ACTIVITY: An acceptable answer contains every record below, unchanged, and no pictures.
==========
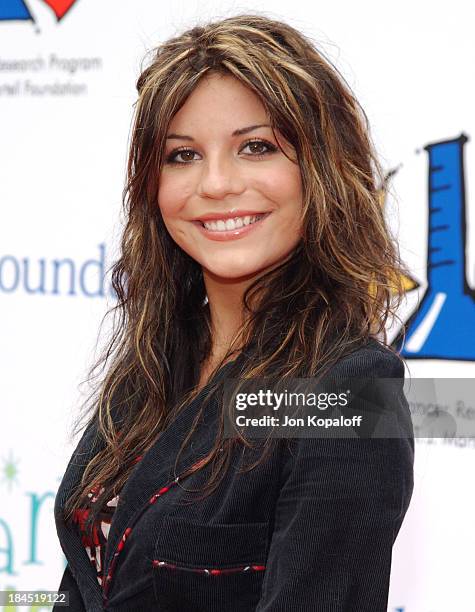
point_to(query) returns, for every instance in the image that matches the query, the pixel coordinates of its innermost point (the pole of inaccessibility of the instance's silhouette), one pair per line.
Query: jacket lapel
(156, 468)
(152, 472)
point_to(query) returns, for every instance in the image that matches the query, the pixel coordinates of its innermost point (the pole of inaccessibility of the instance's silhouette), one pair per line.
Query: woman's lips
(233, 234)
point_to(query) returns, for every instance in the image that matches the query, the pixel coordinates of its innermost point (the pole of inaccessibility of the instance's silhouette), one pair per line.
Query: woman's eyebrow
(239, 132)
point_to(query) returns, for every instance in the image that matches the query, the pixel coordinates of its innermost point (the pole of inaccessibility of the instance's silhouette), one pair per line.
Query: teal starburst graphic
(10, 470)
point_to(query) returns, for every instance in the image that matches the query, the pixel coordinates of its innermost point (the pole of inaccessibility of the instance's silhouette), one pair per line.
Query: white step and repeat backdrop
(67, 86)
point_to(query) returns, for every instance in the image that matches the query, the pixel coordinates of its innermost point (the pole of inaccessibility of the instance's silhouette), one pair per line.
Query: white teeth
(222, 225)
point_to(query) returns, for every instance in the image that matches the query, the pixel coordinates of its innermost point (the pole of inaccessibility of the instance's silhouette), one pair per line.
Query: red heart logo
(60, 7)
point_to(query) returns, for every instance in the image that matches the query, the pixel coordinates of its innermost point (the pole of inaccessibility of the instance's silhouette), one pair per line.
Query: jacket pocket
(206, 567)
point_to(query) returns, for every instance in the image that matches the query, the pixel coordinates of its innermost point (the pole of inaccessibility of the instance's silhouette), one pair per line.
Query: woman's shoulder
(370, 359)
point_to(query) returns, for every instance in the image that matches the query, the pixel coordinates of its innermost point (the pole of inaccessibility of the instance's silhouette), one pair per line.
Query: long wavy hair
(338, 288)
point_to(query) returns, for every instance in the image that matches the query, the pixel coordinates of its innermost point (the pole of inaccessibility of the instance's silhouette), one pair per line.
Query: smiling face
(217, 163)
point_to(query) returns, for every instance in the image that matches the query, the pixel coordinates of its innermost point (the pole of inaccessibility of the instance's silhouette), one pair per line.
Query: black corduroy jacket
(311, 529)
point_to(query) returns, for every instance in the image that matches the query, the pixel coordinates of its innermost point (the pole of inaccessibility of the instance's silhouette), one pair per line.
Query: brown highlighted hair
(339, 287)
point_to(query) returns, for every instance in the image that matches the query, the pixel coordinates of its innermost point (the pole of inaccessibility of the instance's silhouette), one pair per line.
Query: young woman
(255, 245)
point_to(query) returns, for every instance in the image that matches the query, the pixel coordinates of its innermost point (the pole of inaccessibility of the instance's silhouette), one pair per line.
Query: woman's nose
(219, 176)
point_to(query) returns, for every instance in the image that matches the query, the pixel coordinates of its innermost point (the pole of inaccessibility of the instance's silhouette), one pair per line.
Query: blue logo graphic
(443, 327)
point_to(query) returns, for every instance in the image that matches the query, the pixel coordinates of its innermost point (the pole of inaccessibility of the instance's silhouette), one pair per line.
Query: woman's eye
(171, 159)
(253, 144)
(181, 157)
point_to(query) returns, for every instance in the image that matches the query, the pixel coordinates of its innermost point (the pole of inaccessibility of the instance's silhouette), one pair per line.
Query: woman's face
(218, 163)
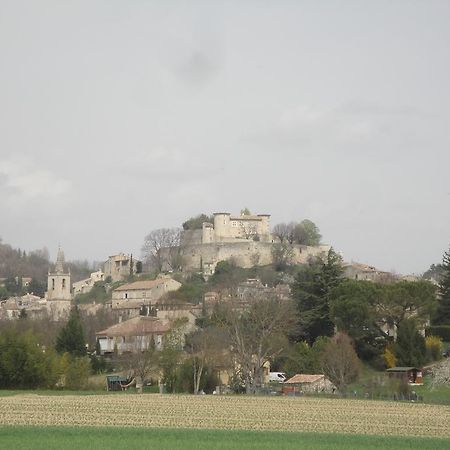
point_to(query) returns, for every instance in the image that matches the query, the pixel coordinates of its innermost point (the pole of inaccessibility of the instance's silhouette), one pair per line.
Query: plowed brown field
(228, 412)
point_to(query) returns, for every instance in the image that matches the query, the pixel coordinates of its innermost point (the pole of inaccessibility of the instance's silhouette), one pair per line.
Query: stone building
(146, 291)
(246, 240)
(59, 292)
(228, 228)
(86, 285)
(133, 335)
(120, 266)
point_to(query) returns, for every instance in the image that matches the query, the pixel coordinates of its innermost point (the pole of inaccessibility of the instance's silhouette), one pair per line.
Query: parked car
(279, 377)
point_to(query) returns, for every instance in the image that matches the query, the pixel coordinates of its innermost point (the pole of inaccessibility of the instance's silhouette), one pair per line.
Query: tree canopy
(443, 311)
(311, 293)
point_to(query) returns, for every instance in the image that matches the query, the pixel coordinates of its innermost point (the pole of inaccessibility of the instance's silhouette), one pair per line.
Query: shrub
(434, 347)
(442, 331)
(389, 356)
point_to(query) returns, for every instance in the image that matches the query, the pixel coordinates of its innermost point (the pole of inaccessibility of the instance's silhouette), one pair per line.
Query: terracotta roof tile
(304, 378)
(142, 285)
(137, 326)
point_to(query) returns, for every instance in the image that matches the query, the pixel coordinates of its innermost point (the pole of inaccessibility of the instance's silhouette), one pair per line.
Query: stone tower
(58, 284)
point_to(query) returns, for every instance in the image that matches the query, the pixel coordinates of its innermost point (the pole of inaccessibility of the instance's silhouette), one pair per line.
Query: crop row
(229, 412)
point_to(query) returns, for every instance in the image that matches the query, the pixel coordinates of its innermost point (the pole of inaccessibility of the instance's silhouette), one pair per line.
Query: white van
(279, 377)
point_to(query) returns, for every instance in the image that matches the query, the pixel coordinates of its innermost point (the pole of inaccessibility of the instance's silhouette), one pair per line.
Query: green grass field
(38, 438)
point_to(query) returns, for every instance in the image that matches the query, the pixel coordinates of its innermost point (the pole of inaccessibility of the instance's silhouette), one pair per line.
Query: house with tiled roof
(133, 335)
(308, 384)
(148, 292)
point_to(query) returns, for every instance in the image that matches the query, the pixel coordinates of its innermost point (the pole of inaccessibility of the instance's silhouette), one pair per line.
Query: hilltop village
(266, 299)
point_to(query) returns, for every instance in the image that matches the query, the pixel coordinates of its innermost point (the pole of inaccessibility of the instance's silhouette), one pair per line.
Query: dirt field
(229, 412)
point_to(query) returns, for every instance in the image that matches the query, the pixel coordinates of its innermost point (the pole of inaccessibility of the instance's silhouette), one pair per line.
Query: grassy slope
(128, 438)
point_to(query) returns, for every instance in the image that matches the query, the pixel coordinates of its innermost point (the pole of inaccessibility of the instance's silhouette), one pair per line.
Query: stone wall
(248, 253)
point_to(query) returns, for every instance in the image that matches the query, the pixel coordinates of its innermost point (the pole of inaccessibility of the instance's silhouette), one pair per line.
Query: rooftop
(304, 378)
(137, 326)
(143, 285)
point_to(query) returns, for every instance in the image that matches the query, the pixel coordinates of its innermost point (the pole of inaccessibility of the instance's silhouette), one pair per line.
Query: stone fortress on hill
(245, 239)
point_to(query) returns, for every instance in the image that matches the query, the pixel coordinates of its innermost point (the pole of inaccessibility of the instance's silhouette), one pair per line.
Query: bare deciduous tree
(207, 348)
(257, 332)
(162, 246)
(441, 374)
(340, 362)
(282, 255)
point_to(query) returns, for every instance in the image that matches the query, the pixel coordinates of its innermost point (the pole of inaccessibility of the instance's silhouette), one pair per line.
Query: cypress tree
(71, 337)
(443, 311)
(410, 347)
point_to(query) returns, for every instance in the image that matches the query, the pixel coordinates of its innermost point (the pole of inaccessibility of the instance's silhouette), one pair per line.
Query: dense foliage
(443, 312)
==========
ANSWER TO THE EXERCISE:
point_to(query) returns, for every instance in the image that matches the query, the pixel coordinates of its innermost point (the pole of inaccessibility of the instance's silhouette), one pair per line.
Query: jacket lapel
(156, 468)
(152, 472)
point_to(query) returns, for every instance in the image that matches the query, the pixel coordinates of its innermost point (the pole of inaccessibility of the instance's silhouette), one pair per line.
Query: woman's lips
(233, 234)
point_to(query) returns, for every instance in the image that matches the query, the pixel coordinates of its innermost point (the pole of inaccessibility of the instance's silhouette), one pair per line.
Query: woman's eyebrow
(239, 132)
point_to(query) returns, for every instance in the image that matches the query, the pixel coordinates of its innermost point (the pole of inaccessibility of the instance's silhouette), one pair per line.
Query: teal starburst graphic
(10, 470)
point_to(query) returns, for every instance in the image that matches the query, the pixel coordinates of its innermost point (the pole of inaccessibility of the instance's silhouette), one pair per line.
Query: white step and repeat backdrop
(67, 86)
point_to(query) returns, for every instance in the image that matches the query, the pixel coordinates of its innermost point (the pole of inaccessibility of the instance's silhouette), one pair per line.
Query: white teeth
(222, 225)
point_to(query) returns, for every instance in the image that matches the query, the pixel coordinates of its innermost point (the pole of inaccessibility of the instance's silhouette), one pair per line.
Query: red heart logo
(60, 7)
point_to(query) returns, for every instance in the image that matches the query, the pixel coordinates of its innermost point (the pole of inaccessibility of the instance's silhouette), one pair per line.
Query: jacket pocket
(206, 567)
point_to(query) returns, for every instance in the image that matches the query, the pixel coordinates of its innermost point (the pole of inaccessibility of the instance's silhouette), one pair per line.
Query: woman's shoulder
(370, 359)
point_to(query) returns, for every instance in the image that matches the query, the pixel coordinates of its innermost point (the pole of inaccessibility of the instance's silhouette), one pair per line.
Query: long wavy hair
(338, 288)
point_to(query) returns, for every instance in the image that matches the query, the pixel coordinates of its innermost point (the pole of inaccessibility of the instance's silhouette), one pair per line.
Query: smiling face
(217, 163)
point_to(query) returns, for every instance in the image that matches the query, the pixel coordinates of its innermost point (the pole of inaccessibility of the instance's silhouette), one pair per line.
Query: black corduroy jacket
(311, 529)
point_to(query) returns, for every instance in the image that matches the query, the pixel coordinates of its innermost point (the pole of inaccessibility of the instance's silhouette), one pair per line.
Query: brown highlighted hair
(339, 287)
point_to(query) returns, for every instance in the image that matches the query, the pixel coordinates of its innermost point (the pole of inaccessibility of the instance's silhouette), one pair per line.
Query: young woman
(255, 245)
point_to(query) returns, for every instance in the image that matches the query, the pixel coordinates of its innermost point (the pole of inaccessibility of the instance's silhouette), one pair per line.
Query: woman's nose
(219, 176)
point_to(query) returns, for every instance in the image that matches the query, the pixel coordinates of its innermost point (the pole of inaccessibility of the instance's silhouette), one pair per line.
Query: blue logo graphic
(443, 327)
point_to(query) returns, for every instance in the image that matches the query, the pixel coordinates of its innermost point (the pole of inaccessibility of the instance's silhouette), one pair per line.
Query: woman's eye
(171, 159)
(253, 144)
(181, 157)
point_to(query) returns, for every instance in the image that matches the query, the pixel coordinates of its innermost point (the pole of inaccessibility of the instance's silhouette), one pair per line.
Query: woman's face
(218, 163)
point_to(query) returns, for every instance in the image that matches the query, the pixel coordinates of its innermost point (the pole of inaccessibility of the instance's silhouette), one pair per line.
Query: plowed brown field
(228, 412)
point_to(query) returns, for every instance in the image that matches the query, the pixel coordinates of its innermost point (the pole of inaccessibility of the instance's silhouette), one pair per line.
Query: stone building
(146, 291)
(246, 240)
(59, 292)
(228, 228)
(86, 285)
(133, 335)
(120, 266)
point_to(query) returns, for every instance in the image that matches the query, the pixel coordinates of its innermost point (the pole of inaccessibility of the instance's silhouette), one pair per line.
Query: parked car
(279, 377)
point_to(query) returns, for every instance in the image that matches the query, the pixel coordinates of its innermost point (the pole of inaccessibility of the instance's silhouette), one pair per line.
Query: tree canopy
(443, 311)
(311, 293)
point_to(query) returns, for every instance in the image that matches the query, the pixel coordinates of its innermost point (the pole of inaccessibility of the instance's silhouette), one pair per line.
Query: shrub
(434, 347)
(442, 331)
(389, 356)
point_to(query) returns, for every instance in the image that matches the query, the pixel coordinates of its innermost point (the pole of inaccessibility of the instance's silhouette), one pair per line.
Query: terracotta roof tile
(304, 378)
(142, 285)
(137, 326)
point_to(query) returns, for every instance in the image that matches the query, the pixel coordinates of its innermost point (the pole of inaccessibility of the instance's silhouette), one pair per line.
Query: stone tower
(58, 284)
point_to(query) returns, for every instance in the image that matches the query, the pixel coordinates of its innermost point (the pole of inaccessibility of the instance's silhouette), one pair per line.
Query: crop row
(229, 412)
point_to(query) returns, for every instance in the image that matches the query, the pixel coordinates of its innermost point (the pole of inaccessibility of the instance's silhouette), one pair per line.
Query: white van
(279, 377)
point_to(query) returns, for every instance in the image that matches the query, the pixel coordinates of its innermost point (the pole of inaccessibility of the instance's silhouette), one pair per line.
Query: green grass field
(38, 438)
point_to(query) returns, for every instance in the image that matches the query, the pixel coordinates of its innermost point (the pole of inaccessibility of the instance's silhouette), one pair per line.
Query: house with tiled roof
(133, 335)
(308, 384)
(148, 292)
point_to(query) returns, for every instance in the image that matches the query, the pixel coordinates of its innermost point (the pole of inaccessibility of the instance's silhouette), one pair per line.
Query: hilltop village
(266, 299)
point_to(query) returns, for every instance in the image that matches the query, the pixel coordinates of its innermost point (the pole of inaccessibility of the instance's silhouette), one pair per line.
Query: dirt field
(229, 412)
point_to(query) returns, for every instance in the image that matches the query, the pixel coordinates of its innermost point (the pole of inaccessibility of the instance's silhouette), one pair per line.
Query: grassy slope
(128, 438)
point_to(query) returns, for every instance in the image that matches the query, the pixel coordinates of its innermost point (the pole of inaccessibility of the instance's silhouette), one pair per line.
Query: stone wall
(248, 253)
point_to(query) returns, for every instance in the image that matches the query, the pixel coordinates of its innermost point (the pole of inaccessibility of the instance's silhouette), one pair per line.
Query: rooftop
(304, 378)
(137, 326)
(143, 285)
point_to(query) returns, for every instance in the image that matches the query, the pixel coordinates of its innermost point (the pole of inaccessibility of the instance's silhouette), one pair per line.
Query: stone fortress on hill
(245, 239)
point_to(query) returns, for every instance in the image that matches the query, the pixel coordinates of its innermost point (the pole of inaccessibility of the instance's silhouette), one pair per line.
Query: bare deciduous tree
(207, 348)
(257, 332)
(162, 246)
(441, 374)
(340, 362)
(282, 255)
point_to(query) returns, for every instance in the image that matches the query, the pixel coordinates of its innermost point (the pole of inaccessibility of the instance's silhouette), one pair per line.
Query: cypress tree
(71, 337)
(443, 311)
(410, 347)
point_to(query) returns, for every instance in the image that matches the query, the pixel coordinates of its innermost point (the pole of inaccessibility of the instance's silhouette), one pair per line.
Query: dense foliage
(443, 312)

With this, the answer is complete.